## [Goal]
Convert the rows below into a two-column CSV with the headers "query" and "result". Give one line per row, putting the row's text and its answer each in a single quoted field with line breaks replaced by spaces.
## Begin
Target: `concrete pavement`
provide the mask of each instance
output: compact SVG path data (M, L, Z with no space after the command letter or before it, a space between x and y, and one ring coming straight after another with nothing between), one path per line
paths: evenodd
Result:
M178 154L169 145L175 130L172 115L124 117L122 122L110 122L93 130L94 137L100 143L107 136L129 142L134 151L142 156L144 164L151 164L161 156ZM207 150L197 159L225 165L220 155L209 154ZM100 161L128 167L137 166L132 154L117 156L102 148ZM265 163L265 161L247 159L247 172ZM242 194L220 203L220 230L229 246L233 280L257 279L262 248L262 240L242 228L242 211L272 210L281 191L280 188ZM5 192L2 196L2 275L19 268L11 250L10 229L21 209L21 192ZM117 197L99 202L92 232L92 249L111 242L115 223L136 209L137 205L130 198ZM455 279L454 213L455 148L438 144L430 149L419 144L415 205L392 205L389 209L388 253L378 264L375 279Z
## End
## [Exercise answer]
query,result
"Target: `concrete pavement` provide the mask of each instance output: compact SVG path data (M, L, Z with no space after the command letter or before it, a space between x and y, and one ring coming straight after another with nothing between), one path per line paths: evenodd Result:","M178 154L169 145L175 130L172 115L124 117L122 122L110 122L93 130L94 137L100 143L107 136L129 142L134 151L142 156L144 164L151 164L161 156ZM207 150L197 159L225 165L220 155L209 154ZM100 161L128 167L137 166L132 154L117 156L102 148ZM265 163L265 161L247 159L247 172ZM242 194L220 203L220 230L229 246L233 280L257 279L262 248L262 240L242 228L242 211L272 210L281 191L280 188ZM5 192L2 196L2 275L19 268L11 250L10 229L21 209L21 192ZM117 197L99 202L92 232L92 249L111 242L115 223L136 209L137 205L130 198ZM455 279L454 213L455 148L438 144L430 149L419 144L415 205L392 205L389 209L388 253L378 264L375 279Z"